▶ [What the task requires] Using the supplied text on alloy processability, explain in one to three sentences why the alloys are described as highly processable.

Processability—Owing to the controllable formation of different phase structures, the current alloys are highly processable. They can be produced into various forms with the desired composite or monolithic phase structures, such as amorphous foils by splat quenching, amorphous thin ribbons by melt spinning, amorphous powders by gas atomization, or rod-, sheet- or plate-shaped samples with amorphous, crystalline and quasicrystalline composite phase structures by casting. The casting can be carried out using conventional injection casting, die casting, squeeze casting, suction casting and strip casting, as well as other state-of-art casting techniques currently employed in research lab and industries. It is very promising for these alloys to be cast directly into the desired near net shapes without the need for further machining. In view of the importance of being able to directly cast the alloy melt into different shapes, one can also utilize the deformability of the amorphous containing composite alloys in the supercooled liquid region to form near net shape products. More importantly, by controlling the cooling rates of the casting process, one can at the same time obtain various desired phase structures in the as-cast composite samples. The desired phase structure can also be obtained by adjusting the alloy compositions and/or by subsequent annealing of the as-cast amorphous containing alloys at appropriate temperatures.

▶ [Dataset content]
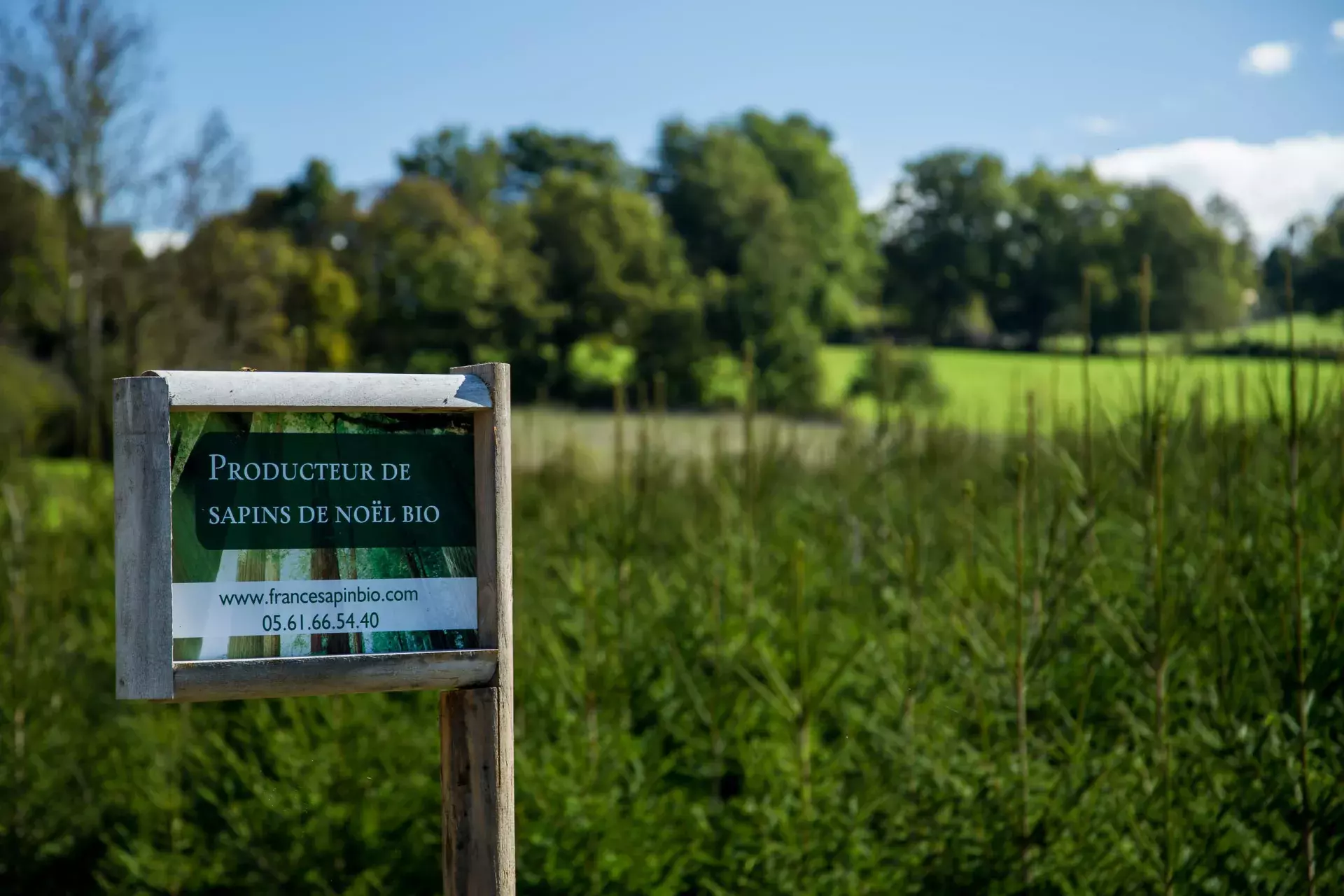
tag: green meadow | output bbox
[822,345,1338,433]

▶ [Answer section] The alloys are highly processable because the formation of their different phase structures can be controlled. As a result, they can be produced in various forms with the desired composite or monolithic phase structures.